- **WRITTEN REQUEST**
Reproduce the data below line for line, beginning with the line that contains "Tag pile of hay above." and continuing through the final line of the data, with both of those lines included.

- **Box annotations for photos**
--- start ---

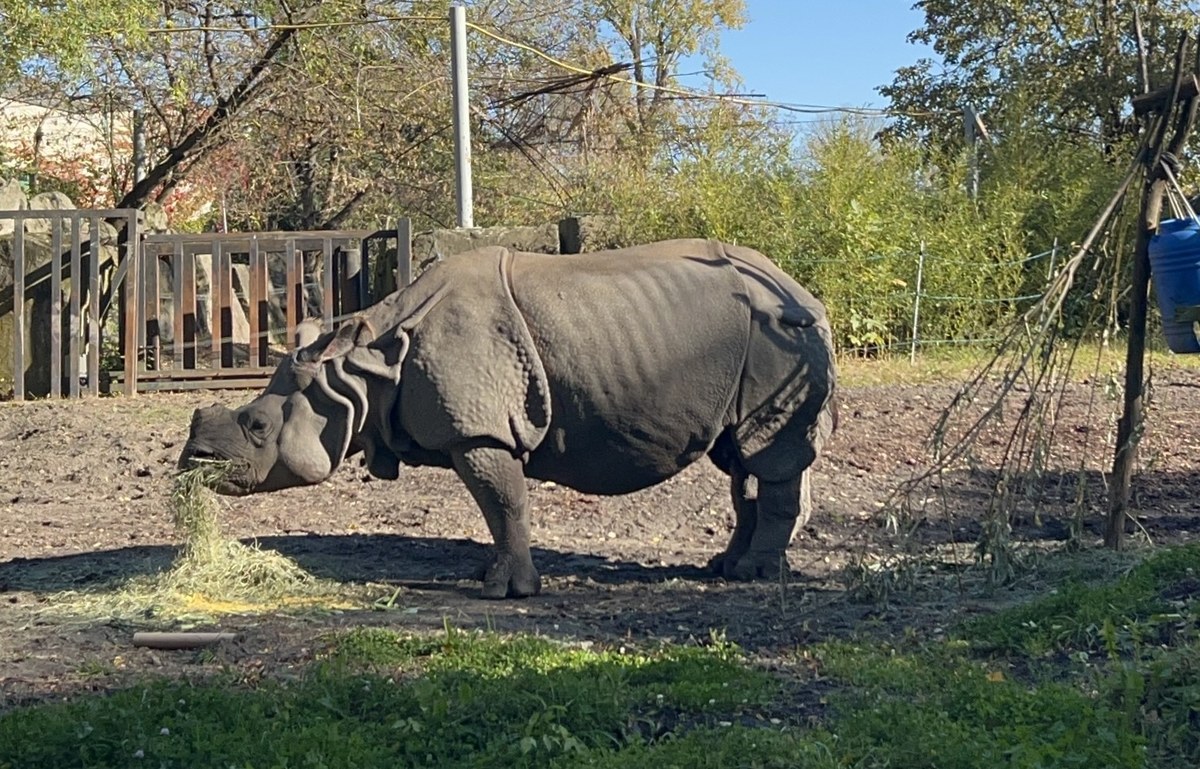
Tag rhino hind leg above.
[451,446,541,599]
[722,473,811,579]
[708,462,758,578]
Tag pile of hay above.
[50,462,371,619]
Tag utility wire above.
[146,16,945,118]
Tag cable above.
[146,16,945,118]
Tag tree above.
[880,0,1198,154]
[0,0,156,85]
[590,0,746,137]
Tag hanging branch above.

--- end ---

- **THE RESULT**
Tag pile of hay above.
[50,462,371,619]
Tag utility wire above.
[146,16,945,118]
Tag cable above.
[146,16,945,118]
Tag tree above.
[880,0,1198,154]
[0,0,156,85]
[590,0,746,137]
Tag hanging branch above.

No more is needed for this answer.